Would you retype, word for word, the line with "Where can you spot the lips" and every line after it through the end of the records below?
── INFORMATION SHOWN
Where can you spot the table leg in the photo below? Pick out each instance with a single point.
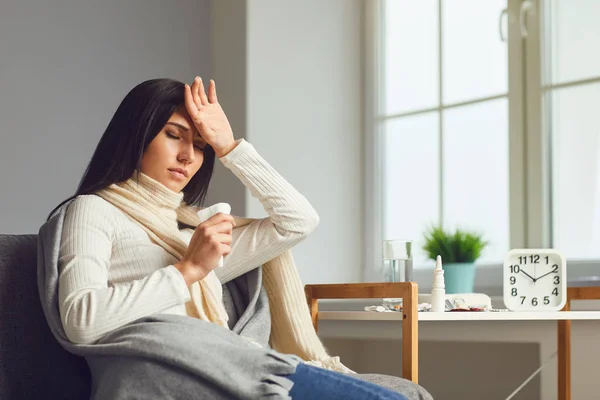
(410, 335)
(564, 357)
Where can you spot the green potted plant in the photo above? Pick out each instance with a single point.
(459, 250)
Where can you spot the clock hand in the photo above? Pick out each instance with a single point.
(545, 274)
(531, 277)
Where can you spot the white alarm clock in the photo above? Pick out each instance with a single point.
(535, 280)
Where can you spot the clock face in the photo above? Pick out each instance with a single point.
(534, 280)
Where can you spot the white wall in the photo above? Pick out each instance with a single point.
(305, 117)
(65, 66)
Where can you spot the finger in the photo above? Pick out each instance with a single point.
(224, 238)
(219, 228)
(212, 92)
(189, 101)
(195, 94)
(221, 217)
(225, 249)
(202, 93)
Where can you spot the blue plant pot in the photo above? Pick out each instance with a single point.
(459, 277)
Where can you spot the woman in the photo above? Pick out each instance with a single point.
(131, 245)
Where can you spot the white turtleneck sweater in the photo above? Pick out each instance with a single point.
(111, 273)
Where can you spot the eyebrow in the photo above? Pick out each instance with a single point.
(184, 128)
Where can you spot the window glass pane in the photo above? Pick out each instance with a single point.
(475, 173)
(576, 171)
(475, 60)
(411, 183)
(574, 31)
(411, 55)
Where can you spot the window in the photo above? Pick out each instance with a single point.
(483, 116)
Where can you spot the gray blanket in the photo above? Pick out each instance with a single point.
(175, 357)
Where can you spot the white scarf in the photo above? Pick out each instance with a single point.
(157, 209)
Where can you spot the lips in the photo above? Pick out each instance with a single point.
(179, 171)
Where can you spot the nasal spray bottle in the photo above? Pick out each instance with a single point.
(438, 290)
(208, 212)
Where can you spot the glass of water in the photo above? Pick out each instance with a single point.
(397, 265)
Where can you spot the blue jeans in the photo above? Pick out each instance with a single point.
(317, 383)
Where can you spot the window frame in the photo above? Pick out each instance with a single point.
(530, 210)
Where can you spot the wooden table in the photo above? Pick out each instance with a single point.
(410, 318)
────
SOLUTION:
Where can you spot the lips in the photo above? Pick out each instance with a single point.
(179, 171)
Where can you spot the nasal spray bottle in the photo above? Pick out each instance with a single point.
(438, 290)
(208, 212)
Where can you spot the glass of water in the photo above? Pick out each instance with a single point.
(397, 265)
Where can you spot the blue jeans in the photo above? Pick out each instance with a single point.
(317, 383)
Where can you spot the window frame in the photo above? Pick out each instance with a single point.
(530, 210)
Where can you spot the wooden table in the photo above? Pick out each instance with a single point.
(410, 318)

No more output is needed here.